WHAT YOU WILL DO » Copy each record exactly, word for word.

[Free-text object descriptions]
Segment Open

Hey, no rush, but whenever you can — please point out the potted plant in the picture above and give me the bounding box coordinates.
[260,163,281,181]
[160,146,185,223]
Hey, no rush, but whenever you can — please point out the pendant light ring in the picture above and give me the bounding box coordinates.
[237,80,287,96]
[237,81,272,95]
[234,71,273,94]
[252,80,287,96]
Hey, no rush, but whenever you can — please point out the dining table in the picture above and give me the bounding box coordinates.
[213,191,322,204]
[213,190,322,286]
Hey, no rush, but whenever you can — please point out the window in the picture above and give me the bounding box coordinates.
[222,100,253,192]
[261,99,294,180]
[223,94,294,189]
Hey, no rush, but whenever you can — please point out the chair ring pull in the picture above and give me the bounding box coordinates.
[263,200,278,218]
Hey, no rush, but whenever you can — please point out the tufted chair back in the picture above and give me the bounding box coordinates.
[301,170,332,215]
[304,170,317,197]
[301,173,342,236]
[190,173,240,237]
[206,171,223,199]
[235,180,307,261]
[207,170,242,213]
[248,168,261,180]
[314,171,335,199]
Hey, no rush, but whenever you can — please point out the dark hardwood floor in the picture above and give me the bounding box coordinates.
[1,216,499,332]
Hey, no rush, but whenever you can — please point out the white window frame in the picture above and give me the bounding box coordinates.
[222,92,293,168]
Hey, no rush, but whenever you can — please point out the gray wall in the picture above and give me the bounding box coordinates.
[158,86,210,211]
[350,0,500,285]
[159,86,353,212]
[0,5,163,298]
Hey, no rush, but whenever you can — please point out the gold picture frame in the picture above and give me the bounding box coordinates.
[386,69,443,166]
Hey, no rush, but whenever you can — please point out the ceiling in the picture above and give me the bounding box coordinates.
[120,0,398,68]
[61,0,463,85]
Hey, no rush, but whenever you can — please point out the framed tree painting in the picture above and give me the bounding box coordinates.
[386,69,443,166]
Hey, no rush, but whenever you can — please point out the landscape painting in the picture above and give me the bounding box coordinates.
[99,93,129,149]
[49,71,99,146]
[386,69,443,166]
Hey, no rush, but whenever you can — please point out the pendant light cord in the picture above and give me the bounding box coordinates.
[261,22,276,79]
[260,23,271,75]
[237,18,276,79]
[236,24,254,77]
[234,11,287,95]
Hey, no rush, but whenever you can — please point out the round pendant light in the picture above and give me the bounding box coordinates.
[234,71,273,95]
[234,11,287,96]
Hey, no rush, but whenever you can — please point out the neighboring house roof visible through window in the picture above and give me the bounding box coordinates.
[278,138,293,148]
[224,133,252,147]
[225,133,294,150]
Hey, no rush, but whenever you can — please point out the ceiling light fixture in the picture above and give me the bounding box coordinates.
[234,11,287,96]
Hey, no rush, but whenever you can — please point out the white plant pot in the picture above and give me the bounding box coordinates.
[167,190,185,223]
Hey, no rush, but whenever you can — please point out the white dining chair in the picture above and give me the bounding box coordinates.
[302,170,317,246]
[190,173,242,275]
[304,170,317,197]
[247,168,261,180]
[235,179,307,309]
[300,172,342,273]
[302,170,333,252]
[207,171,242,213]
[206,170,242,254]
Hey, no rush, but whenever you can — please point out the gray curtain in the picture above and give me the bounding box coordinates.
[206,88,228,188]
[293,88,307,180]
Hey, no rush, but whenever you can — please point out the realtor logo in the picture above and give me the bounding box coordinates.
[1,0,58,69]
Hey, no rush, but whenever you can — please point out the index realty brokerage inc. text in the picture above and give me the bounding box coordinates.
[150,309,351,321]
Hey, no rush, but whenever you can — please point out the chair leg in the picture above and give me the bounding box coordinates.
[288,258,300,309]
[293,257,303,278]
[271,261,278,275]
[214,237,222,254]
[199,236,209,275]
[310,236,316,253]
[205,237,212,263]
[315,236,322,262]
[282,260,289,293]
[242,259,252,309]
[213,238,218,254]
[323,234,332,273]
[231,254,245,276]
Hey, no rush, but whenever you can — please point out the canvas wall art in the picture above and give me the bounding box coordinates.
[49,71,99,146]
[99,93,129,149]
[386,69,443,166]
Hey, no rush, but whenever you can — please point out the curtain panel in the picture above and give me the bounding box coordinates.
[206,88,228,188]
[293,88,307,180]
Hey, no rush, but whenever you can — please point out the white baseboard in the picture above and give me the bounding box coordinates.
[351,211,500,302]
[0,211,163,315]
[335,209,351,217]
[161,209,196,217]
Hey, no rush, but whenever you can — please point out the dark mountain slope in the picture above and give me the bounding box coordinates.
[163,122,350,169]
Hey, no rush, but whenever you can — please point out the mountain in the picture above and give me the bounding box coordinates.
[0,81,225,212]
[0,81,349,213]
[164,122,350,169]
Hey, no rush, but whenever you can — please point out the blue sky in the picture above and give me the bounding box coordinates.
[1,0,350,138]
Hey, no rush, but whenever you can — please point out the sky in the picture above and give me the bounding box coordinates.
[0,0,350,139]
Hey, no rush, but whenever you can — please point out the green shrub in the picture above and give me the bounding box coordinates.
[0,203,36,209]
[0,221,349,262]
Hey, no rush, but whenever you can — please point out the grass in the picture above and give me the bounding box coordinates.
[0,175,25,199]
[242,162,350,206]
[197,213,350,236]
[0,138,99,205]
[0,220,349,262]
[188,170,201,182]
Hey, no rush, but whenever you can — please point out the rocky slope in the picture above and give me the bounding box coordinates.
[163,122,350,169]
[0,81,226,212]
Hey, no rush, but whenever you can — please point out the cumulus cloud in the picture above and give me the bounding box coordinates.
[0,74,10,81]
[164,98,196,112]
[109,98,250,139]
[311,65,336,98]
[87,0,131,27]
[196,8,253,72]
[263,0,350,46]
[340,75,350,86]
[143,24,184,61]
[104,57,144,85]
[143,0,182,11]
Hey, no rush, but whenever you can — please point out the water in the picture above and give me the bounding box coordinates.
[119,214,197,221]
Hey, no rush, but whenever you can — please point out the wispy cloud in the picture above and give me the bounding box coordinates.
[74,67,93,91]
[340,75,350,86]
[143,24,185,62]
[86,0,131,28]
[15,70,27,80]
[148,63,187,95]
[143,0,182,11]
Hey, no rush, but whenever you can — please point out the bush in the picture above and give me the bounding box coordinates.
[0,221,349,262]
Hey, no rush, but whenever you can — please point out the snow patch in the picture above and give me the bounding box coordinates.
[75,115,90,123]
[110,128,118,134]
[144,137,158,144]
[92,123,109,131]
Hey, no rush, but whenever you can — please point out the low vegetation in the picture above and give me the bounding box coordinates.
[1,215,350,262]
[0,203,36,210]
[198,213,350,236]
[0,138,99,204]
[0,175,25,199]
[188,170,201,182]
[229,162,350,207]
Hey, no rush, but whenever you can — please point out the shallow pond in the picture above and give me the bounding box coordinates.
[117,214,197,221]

Segment Closed

WRITTEN RESPONSE »
Hey, no rush, but whenever you can — please point out the potted plant in the picture above and give me the bounding box coordinates.
[260,163,281,181]
[160,146,185,223]
Hey, no rush, but whenever you can — please point out the pendant light ring in the picture above and give me the bounding box coordinates.
[237,80,287,96]
[237,81,272,95]
[234,71,273,94]
[252,80,287,96]
Hey, no rush, but whenever you can — please point out the dining table in the picture above and give me the bounding box coordinates.
[213,191,322,204]
[213,190,322,286]
Hey, no rush, but whenever you can — please point out the window in the picture above and give me the bounding box coordinates.
[222,100,253,192]
[261,99,294,180]
[223,94,294,189]
Hey, no rush, but whenever you can — please point out the chair ring pull in the picture above and give me the bounding box coordinates.
[263,200,278,218]
Hey, no rush, but whenever you can — please point out the tufted chair back in the picture above and give me the bounding box coordinates.
[301,170,332,215]
[304,170,317,197]
[301,173,342,236]
[190,173,240,237]
[206,171,223,199]
[235,180,307,261]
[207,170,242,213]
[248,168,261,180]
[314,171,335,199]
Hey, no rush, but whenever you can — please point out the dark hardwood floor in the picture above and give me the bounding box coordinates.
[1,216,499,332]
Hey, no rush, but whenever you can — please point out the white window frame in the picture above and give me the bounding box coordinates.
[222,92,293,168]
Hey, no rush, but whenever you can — please point out the gray wall in the picture above and give me the bounding box coordinates.
[158,86,210,211]
[350,0,500,285]
[159,86,353,212]
[0,5,163,298]
Hey, no rush, but whenever you can — please point out the gold picture frame in the picture above and give me the bounding box coordinates.
[386,69,443,166]
Hey, no rush, but whenever you can — please point out the ceiling in the picture above and give me the bounding box coordinates.
[120,0,398,68]
[61,0,463,85]
Hey, no rush, but whenever you can — please point out the framed tree painting in the picture above and give me the bounding box coordinates.
[386,69,443,166]
Hey, no rush, but whenever you can — please point out the landscape painting in the picture above and give me the bounding box coordinates.
[99,93,129,149]
[49,71,99,146]
[386,69,443,166]
Hey, no rush, but whenever you can — please point out the pendant light cord in the picture above and give me the bounding box coordinates.
[261,22,276,79]
[260,23,271,75]
[237,18,276,79]
[236,24,254,77]
[234,11,287,95]
Hey, no rush, but whenever you can — please point out the round pendant light in the picture above and give me the bounding box coordinates.
[234,71,273,95]
[234,11,287,96]
Hey, no rush, but whenever you can — please point out the neighboring house roof visible through window in the picture above and give me the bounding box coordinates.
[278,138,293,148]
[224,133,252,147]
[225,133,294,150]
Hey, no rush, but whenever you can — please point out the ceiling light fixture in the picture above and give me the bounding box coordinates.
[234,11,287,96]
Hey, no rush, but whenever you can — please point out the white plant pot in the picture above and give me the bounding box coordinates.
[167,190,185,223]
Hey, no rush, but whenever you can — please point out the white dining chair in the picture above and give me the bounding box coordinates.
[302,170,317,246]
[190,173,242,275]
[304,170,317,197]
[247,168,261,180]
[235,179,307,309]
[300,172,342,273]
[302,170,333,252]
[207,171,242,213]
[206,170,242,254]
Hey, no rush, but whenever you can — please point out the gray curtain in the picture above and give me the bounding box coordinates.
[206,88,228,188]
[293,88,307,180]
Hey, no rush, but whenever you can — please point out the realtor logo in the picture above and give me the bounding box coordinates.
[1,0,58,69]
Hey, no rush, but whenever you can — please point out the index realty brokerage inc. text in the picture above and give me the bounding box coordinates.
[150,309,351,321]
Hey, no rush, but whenever you can — please point out the chair leg in the picture above and give me the bounding box coordinates.
[288,258,300,309]
[293,257,303,278]
[271,261,278,275]
[214,237,222,254]
[199,236,209,275]
[310,236,316,253]
[205,237,212,263]
[315,236,322,262]
[282,260,289,293]
[242,259,252,309]
[213,238,218,254]
[323,234,332,273]
[231,254,245,276]
Hey, no rush, but whenever you can — please point out the canvas wall art in the picture above and give me the bounding box coordinates.
[49,71,99,146]
[99,93,129,149]
[386,69,443,166]
Hey, no rush, but whenever you can — please point out the curtain panel in the picture above and give me the bounding box coordinates.
[206,88,228,188]
[293,88,307,180]
Hey, no rush, but whenever you can — please point out the white baseboard in the picture above and give me the bounding box coordinates.
[351,211,500,302]
[0,211,163,315]
[335,209,351,217]
[161,209,196,217]
Hey, no rush, but whenever you can — please point out the dark mountain slope in the picture above and give me the bounding box coordinates.
[163,122,350,169]
Hey, no rush, but whenever you can — please point out the mountain in the picture above and give me the bounding box coordinates.
[0,81,225,212]
[0,81,349,213]
[164,122,350,169]
Hey, no rush, but whenever you can — please point out the blue sky in the picture above and give me the bounding box coordinates.
[1,0,350,138]
Hey, no rush, but whenever you can — please point out the sky in the picture above and give me the bounding box coordinates.
[0,0,350,139]
Hey, no rush, but whenever you can — please point out the green shrub in the picture above and give me the bounding box coordinates.
[0,203,36,209]
[0,221,349,262]
Hey, no rush, but whenever you can — please point out the grass in the picture above and give me the bounding box coordinates.
[0,175,25,199]
[242,162,350,206]
[197,213,350,236]
[0,138,99,205]
[0,220,349,262]
[188,170,201,182]
Hey, no rush, but whenever you can — please point out the rocky slope in the picture above and give me the bounding box coordinates.
[163,122,350,169]
[0,81,226,212]
Hey, no rush, but whenever you can — please point out the cumulus cloud in the picture above and give me the bounding box coordinates.
[0,74,10,81]
[164,98,196,112]
[109,98,250,139]
[311,65,336,98]
[87,0,131,27]
[196,8,253,72]
[263,0,350,46]
[340,75,350,86]
[143,24,184,61]
[104,57,144,85]
[143,0,182,11]
Hey, no rush, but whenever you can — please point out the water in the picture above and give me the bounding box coordinates.
[119,214,197,221]
Hey, no rush, but whenever you can — please point out the wispy cloud in the picture above and give me the bounding box coordinates.
[74,67,93,91]
[340,75,350,86]
[143,24,185,62]
[86,0,131,28]
[15,70,27,80]
[148,63,187,95]
[143,0,182,11]
Hey, no rush, but whenever you can — please point out the bush in the picture above and give me the bounding box coordinates.
[0,221,349,262]
Hey, no rush, but whenever you can — please point out the snow patch in the picture above and give me the bounding box coordinates.
[75,115,90,123]
[110,128,118,134]
[144,137,158,144]
[92,123,109,131]
Hey, no rush, but whenever you can — please point out the low vegetation in the picture above and give me the bounding box coordinates.
[1,215,350,262]
[0,203,36,210]
[198,213,350,236]
[0,138,99,204]
[0,175,25,199]
[188,170,201,182]
[229,162,350,207]
Hey, no rush, but whenever you can — please point out the shallow pond in the picture above and give me the bounding box coordinates.
[117,214,197,221]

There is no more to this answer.